▸ **Directive**:
Please repeat, word for word, the lines below from the one containing "point: german shepherd" up to and including the last line.

------------------------

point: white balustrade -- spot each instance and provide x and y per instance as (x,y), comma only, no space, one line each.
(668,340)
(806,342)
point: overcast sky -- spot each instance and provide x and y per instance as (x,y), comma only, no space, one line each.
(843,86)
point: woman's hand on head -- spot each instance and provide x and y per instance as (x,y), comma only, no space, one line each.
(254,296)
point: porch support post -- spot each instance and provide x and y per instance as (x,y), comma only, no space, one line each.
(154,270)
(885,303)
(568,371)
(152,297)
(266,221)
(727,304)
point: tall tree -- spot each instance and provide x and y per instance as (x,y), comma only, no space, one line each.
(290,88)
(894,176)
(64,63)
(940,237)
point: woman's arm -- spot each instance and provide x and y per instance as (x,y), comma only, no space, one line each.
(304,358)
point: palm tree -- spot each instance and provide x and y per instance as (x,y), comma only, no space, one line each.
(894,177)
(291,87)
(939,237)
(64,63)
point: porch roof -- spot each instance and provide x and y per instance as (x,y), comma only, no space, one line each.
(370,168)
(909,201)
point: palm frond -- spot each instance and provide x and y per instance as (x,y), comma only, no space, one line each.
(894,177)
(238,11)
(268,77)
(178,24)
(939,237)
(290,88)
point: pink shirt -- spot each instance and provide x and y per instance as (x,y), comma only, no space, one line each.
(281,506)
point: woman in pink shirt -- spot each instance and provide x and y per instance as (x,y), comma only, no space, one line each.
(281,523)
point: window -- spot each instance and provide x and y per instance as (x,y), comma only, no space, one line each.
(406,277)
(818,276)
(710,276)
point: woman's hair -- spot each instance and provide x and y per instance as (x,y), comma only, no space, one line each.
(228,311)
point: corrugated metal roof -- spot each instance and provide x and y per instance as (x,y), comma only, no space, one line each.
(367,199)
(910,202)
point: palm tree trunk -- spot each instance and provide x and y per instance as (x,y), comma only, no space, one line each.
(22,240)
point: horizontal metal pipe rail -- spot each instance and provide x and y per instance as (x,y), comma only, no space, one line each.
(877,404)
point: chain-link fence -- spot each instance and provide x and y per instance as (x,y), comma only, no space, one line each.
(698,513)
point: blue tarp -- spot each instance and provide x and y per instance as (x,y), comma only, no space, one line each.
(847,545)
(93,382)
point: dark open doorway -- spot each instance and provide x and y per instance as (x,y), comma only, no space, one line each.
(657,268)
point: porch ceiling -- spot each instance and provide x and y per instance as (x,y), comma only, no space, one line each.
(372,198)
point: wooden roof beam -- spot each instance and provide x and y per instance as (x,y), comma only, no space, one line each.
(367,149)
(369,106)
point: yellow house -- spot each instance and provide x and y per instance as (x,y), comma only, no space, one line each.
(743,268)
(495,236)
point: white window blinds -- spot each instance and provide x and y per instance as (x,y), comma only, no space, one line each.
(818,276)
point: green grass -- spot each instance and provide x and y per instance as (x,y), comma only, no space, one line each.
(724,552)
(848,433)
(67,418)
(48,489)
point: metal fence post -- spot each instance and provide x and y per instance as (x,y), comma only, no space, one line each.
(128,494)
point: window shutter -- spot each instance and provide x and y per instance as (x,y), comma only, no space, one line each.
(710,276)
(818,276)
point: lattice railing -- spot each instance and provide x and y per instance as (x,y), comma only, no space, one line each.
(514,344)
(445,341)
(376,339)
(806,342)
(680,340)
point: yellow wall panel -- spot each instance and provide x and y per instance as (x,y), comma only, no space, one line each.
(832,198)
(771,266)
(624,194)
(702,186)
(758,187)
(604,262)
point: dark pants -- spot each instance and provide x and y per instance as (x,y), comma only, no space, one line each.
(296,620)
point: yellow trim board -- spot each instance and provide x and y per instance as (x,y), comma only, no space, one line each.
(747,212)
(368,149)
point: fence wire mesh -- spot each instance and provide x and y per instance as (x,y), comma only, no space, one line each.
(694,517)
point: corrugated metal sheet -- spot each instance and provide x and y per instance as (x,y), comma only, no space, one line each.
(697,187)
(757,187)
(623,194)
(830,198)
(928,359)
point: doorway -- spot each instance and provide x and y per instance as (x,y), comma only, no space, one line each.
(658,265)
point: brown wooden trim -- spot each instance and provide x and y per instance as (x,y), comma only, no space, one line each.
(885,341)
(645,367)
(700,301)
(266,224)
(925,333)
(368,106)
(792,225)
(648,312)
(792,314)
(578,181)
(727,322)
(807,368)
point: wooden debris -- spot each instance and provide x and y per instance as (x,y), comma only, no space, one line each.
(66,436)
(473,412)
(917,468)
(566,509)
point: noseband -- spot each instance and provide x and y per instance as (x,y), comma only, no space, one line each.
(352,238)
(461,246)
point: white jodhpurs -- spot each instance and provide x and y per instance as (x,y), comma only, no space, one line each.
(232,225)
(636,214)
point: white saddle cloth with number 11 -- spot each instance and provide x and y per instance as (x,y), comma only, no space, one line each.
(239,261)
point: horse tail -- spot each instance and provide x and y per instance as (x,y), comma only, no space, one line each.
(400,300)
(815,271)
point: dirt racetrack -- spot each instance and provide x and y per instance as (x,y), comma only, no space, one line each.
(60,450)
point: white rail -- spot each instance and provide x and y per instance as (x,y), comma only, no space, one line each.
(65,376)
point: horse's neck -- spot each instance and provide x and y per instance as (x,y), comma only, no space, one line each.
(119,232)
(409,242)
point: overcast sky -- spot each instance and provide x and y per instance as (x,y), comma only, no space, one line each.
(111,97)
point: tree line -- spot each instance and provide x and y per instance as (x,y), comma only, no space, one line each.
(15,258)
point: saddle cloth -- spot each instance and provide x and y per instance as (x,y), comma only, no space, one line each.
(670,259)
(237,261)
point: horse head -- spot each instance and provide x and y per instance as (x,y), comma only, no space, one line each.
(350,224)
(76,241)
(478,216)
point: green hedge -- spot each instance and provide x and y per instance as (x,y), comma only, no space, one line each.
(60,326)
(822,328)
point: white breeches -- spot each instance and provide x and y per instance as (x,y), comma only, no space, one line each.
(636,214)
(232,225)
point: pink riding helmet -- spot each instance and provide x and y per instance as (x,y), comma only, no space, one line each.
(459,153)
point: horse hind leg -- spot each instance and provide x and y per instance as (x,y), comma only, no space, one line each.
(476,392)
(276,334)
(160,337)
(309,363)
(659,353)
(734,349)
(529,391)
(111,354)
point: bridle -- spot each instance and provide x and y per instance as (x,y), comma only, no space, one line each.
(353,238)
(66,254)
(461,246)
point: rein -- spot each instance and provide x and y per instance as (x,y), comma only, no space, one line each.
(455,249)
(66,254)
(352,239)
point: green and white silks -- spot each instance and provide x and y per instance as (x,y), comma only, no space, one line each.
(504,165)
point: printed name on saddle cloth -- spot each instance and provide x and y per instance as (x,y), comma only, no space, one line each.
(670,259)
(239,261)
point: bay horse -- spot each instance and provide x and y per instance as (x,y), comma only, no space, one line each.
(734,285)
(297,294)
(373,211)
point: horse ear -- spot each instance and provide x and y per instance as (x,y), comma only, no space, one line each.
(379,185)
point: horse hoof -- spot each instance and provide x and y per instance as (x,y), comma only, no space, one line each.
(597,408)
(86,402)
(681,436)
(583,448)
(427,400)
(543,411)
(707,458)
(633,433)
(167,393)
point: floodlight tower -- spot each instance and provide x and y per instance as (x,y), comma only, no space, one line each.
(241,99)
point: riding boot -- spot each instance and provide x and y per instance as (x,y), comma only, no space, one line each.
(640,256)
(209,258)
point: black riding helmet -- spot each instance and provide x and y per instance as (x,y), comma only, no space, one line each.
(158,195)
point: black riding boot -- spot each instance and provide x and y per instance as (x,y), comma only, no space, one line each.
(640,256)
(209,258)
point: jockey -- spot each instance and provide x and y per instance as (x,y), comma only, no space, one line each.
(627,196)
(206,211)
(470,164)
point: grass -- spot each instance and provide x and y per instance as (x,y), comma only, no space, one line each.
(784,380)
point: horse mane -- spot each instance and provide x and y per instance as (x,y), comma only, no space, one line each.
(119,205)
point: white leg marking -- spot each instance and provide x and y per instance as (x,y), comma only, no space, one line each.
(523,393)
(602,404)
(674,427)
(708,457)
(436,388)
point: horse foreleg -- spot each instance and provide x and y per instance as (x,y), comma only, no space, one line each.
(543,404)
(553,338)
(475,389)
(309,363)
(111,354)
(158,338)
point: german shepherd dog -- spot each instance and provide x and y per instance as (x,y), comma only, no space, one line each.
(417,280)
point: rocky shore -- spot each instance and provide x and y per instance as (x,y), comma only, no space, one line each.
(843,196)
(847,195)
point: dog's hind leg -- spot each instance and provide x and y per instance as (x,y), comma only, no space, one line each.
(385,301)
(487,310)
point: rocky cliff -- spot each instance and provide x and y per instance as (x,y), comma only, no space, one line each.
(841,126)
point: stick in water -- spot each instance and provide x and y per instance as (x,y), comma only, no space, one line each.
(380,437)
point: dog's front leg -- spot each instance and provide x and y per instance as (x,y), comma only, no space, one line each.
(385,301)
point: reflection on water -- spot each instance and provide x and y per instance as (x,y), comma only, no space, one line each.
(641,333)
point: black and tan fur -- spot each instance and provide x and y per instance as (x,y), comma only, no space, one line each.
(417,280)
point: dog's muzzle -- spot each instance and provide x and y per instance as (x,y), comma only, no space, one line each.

------------------------

▸ **Exercise output**:
point: german shepherd dog -- spot each instance and provide x and y per instance as (x,y), comma only, no space, one line each.
(417,280)
point: rocky shore -- spot each instance and provide x and y per instance as (x,y), comma only, no space, one line each.
(843,196)
(847,195)
point: dog's hind leg -- spot each instance and provide x and y per instance as (x,y), comma only, no space, one line each.
(385,301)
(487,310)
point: rocky cliff -- spot each instance and provide x and y per instance as (x,y), comma only, no space, one line each.
(841,126)
point: stick in water -- spot each instance and provide x and y per instance as (x,y), comma only, no space, one line each.
(380,437)
point: dog's front leg -- spot each instance and provide x and y per instance as (x,y), comma only, no space, one line each.
(385,301)
point: reflection on water -- spot each instance and provide x and y per instance as (x,y), comma only, no space, one line each.
(641,333)
point: black and tan fur -- spot each instance and provide x and y per instance as (x,y), comma only, no space, one line each.
(417,280)
point: dog's muzzle -- spot each instance and provide x and y per instance as (x,y), comma only, no space, one line each.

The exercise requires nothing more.